== Goal ==
Rescale all of the following lines by reproducing each one in full with every point coordinate multiplied by 0.75 and rounded to the nearest whole number, halves rounded up. Leave the pictures out of your answer.

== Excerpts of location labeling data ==
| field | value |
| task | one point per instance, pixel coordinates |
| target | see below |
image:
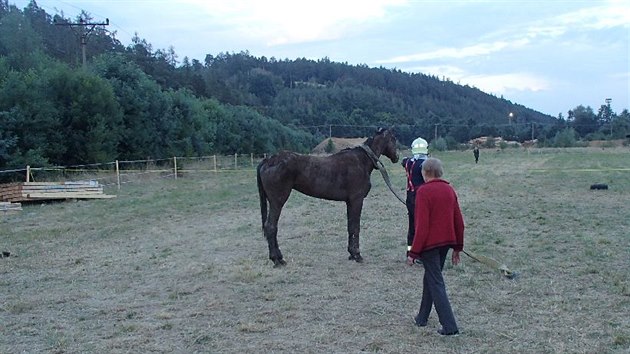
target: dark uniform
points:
(413, 168)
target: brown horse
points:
(344, 176)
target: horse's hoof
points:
(277, 263)
(356, 257)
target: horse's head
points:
(384, 143)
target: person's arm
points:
(421, 218)
(459, 233)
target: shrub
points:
(438, 144)
(330, 146)
(565, 138)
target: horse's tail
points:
(262, 194)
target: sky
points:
(550, 56)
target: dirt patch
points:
(338, 144)
(606, 143)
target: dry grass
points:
(181, 266)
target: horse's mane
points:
(368, 141)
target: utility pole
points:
(85, 29)
(609, 114)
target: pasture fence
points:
(120, 172)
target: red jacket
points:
(438, 218)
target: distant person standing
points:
(439, 227)
(413, 168)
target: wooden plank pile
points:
(6, 207)
(34, 191)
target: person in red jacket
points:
(439, 227)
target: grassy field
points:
(180, 266)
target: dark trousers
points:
(411, 208)
(434, 290)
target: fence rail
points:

== Answer ==
| field | value |
| task | one point per instance, pixel coordinates |
| target | see below |
image:
target: dark uniform
points:
(310, 126)
target: brown horse
points:
(258, 132)
target: horse's hoof
points:
(208, 197)
(267, 193)
target: horse's head
points:
(288, 107)
target: person's arm
points:
(316, 164)
(344, 175)
target: shrub
points:
(329, 108)
(248, 110)
(424, 104)
target: horse's tail
points:
(197, 146)
target: sky
points:
(413, 42)
target: dirt patch
points:
(254, 108)
(455, 107)
target: dry grass
points:
(136, 200)
target: horse's mane
points:
(276, 106)
target: utility pole
points:
(64, 22)
(457, 86)
target: pasture fence
points:
(90, 129)
target: red jacket
points:
(329, 164)
target: distant person standing
points:
(329, 170)
(310, 126)
target: wooden plank pile
points:
(5, 155)
(26, 143)
target: person in red jacket
points:
(329, 170)
target: grassy field
points:
(135, 200)
target: dark trousers
points:
(308, 156)
(326, 218)
target: fence rail
points:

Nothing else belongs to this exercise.